▶ [TASK GOAL] Can you copy out, unchanged, the rows running from the line that contains "Task — mark the pine" through the end of the rows, with both ends included?

::: EXERCISE INPUT :::

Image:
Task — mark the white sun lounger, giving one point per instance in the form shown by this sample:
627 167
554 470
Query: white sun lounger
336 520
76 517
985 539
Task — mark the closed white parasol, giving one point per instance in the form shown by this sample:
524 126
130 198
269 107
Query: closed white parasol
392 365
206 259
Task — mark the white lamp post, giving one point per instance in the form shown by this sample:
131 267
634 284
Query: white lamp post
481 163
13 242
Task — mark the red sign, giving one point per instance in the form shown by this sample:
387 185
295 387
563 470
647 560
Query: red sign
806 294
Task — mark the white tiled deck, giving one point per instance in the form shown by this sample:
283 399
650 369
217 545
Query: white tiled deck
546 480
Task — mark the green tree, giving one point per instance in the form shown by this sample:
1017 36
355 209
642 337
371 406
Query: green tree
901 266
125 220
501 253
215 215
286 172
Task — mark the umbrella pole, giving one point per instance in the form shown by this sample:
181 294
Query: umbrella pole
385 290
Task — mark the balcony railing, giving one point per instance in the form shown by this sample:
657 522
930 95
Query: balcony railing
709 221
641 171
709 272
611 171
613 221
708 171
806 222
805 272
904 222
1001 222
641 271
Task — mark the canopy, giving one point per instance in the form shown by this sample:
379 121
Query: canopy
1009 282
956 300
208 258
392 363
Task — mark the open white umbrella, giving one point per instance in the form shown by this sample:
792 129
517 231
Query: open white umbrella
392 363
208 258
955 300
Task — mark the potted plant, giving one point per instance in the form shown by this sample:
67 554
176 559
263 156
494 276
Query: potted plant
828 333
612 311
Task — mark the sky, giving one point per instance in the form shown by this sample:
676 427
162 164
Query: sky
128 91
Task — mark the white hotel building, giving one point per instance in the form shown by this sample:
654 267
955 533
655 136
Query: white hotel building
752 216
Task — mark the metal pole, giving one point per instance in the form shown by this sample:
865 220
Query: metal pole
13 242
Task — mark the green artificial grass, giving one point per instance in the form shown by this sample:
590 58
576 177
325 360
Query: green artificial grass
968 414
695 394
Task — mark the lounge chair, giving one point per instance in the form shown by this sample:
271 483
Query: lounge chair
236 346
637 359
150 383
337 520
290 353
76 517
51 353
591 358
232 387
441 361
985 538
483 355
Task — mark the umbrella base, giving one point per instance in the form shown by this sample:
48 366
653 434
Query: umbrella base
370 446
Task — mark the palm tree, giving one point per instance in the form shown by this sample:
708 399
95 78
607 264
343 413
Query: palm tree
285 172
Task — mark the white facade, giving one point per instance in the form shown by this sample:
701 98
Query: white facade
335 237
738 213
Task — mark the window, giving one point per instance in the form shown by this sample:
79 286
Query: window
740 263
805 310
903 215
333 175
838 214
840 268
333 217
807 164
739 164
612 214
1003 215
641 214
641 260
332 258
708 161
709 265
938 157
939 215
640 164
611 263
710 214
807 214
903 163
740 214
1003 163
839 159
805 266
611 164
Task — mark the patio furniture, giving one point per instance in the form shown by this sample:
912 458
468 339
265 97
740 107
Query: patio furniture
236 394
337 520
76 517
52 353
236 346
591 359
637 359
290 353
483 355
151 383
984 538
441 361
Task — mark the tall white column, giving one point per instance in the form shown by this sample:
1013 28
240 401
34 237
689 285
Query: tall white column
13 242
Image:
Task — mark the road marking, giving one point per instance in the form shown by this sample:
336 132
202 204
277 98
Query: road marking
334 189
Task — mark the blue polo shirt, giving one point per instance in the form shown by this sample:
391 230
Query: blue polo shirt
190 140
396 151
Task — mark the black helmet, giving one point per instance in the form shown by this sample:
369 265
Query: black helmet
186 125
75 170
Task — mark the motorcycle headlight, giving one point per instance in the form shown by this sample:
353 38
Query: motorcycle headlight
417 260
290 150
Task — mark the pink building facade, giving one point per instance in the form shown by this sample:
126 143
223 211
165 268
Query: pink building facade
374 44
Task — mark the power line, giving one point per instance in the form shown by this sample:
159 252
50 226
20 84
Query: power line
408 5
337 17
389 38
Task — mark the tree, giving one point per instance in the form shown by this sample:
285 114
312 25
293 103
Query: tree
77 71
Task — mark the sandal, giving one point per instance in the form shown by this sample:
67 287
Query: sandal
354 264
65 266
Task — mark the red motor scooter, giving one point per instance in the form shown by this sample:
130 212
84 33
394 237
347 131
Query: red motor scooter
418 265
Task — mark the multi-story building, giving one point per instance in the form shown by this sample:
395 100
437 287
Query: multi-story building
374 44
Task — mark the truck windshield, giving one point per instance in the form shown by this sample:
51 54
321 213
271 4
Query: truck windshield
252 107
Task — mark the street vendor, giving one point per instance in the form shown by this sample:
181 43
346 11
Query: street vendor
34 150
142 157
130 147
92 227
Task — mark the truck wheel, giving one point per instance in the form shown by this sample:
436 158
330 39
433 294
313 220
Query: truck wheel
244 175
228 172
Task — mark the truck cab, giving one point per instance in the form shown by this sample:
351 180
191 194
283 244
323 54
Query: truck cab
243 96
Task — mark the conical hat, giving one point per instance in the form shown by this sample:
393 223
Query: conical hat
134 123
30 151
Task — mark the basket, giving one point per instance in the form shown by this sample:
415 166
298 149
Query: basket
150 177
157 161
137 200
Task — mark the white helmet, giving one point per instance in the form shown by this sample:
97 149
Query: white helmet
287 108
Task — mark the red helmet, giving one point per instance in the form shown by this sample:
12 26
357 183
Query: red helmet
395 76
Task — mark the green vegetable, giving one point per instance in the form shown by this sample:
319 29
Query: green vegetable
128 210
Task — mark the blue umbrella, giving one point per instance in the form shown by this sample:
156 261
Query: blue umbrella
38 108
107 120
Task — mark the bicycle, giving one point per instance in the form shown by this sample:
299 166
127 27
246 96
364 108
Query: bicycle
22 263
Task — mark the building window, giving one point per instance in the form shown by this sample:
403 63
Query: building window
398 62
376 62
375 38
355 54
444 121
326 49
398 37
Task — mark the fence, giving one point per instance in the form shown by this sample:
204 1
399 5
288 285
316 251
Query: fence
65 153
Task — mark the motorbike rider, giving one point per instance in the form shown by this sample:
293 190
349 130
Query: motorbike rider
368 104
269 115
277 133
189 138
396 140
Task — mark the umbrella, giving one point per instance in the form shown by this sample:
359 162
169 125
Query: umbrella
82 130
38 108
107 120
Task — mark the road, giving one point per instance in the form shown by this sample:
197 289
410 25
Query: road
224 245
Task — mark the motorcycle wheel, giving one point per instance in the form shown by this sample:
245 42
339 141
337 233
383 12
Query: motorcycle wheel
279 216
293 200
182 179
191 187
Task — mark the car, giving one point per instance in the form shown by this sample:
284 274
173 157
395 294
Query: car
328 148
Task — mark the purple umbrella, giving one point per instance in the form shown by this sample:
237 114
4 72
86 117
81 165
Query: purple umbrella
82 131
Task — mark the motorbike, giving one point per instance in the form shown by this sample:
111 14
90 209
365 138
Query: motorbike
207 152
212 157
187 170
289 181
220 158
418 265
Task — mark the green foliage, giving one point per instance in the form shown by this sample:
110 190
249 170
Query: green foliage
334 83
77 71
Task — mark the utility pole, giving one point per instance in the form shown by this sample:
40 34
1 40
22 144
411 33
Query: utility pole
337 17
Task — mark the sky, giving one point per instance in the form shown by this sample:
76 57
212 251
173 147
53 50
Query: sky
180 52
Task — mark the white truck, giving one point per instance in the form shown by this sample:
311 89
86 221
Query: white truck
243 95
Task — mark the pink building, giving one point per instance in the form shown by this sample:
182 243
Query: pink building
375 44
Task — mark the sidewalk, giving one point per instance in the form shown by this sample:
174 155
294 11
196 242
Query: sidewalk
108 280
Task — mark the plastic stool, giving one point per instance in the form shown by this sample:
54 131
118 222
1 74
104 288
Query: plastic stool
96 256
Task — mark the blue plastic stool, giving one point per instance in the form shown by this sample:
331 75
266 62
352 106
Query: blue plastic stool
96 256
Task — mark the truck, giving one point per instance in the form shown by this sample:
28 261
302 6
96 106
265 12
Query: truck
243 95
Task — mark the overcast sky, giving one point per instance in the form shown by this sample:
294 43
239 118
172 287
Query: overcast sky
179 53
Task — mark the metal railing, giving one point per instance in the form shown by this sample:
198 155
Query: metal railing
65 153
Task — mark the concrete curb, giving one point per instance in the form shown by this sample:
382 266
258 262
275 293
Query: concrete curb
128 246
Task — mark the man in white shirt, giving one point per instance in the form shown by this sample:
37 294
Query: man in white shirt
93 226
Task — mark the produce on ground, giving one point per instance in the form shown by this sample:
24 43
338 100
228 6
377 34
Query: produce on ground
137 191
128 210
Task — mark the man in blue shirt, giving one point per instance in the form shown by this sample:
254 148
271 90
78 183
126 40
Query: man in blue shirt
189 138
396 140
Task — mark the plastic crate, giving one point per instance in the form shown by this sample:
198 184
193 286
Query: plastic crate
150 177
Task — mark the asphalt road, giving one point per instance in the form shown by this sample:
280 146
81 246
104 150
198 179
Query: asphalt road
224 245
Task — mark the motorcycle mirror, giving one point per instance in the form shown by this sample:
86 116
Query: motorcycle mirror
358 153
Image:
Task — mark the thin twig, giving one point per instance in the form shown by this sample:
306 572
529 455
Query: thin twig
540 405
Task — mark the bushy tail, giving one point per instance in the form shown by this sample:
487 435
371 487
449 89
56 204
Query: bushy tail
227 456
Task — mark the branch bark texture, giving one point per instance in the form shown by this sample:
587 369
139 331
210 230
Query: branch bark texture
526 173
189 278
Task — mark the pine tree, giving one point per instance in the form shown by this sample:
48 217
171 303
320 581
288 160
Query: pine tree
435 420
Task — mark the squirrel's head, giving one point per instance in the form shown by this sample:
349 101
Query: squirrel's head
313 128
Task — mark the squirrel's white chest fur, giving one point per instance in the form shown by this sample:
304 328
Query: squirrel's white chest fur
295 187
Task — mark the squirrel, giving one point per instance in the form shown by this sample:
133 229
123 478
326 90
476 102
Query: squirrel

:::

▶ [OUTPUT FOR THIS EXERCISE]
Task — mark the pine tree, giving one point per instance in the form shown by this sample:
48 217
171 303
320 581
288 160
Query: pine tree
435 420
Task — mark the squirrel's head, giving one point per instance in the form shown by this sample:
349 101
Query: squirrel's head
313 128
Task — mark the squirrel's white chest fur, giving one point per instance in the form shown by this sample:
304 328
Query: squirrel's white chest fur
295 187
Task — mark the squirrel, giving one point per instance in the form shown by this sample:
133 229
123 478
326 90
476 102
Query: squirrel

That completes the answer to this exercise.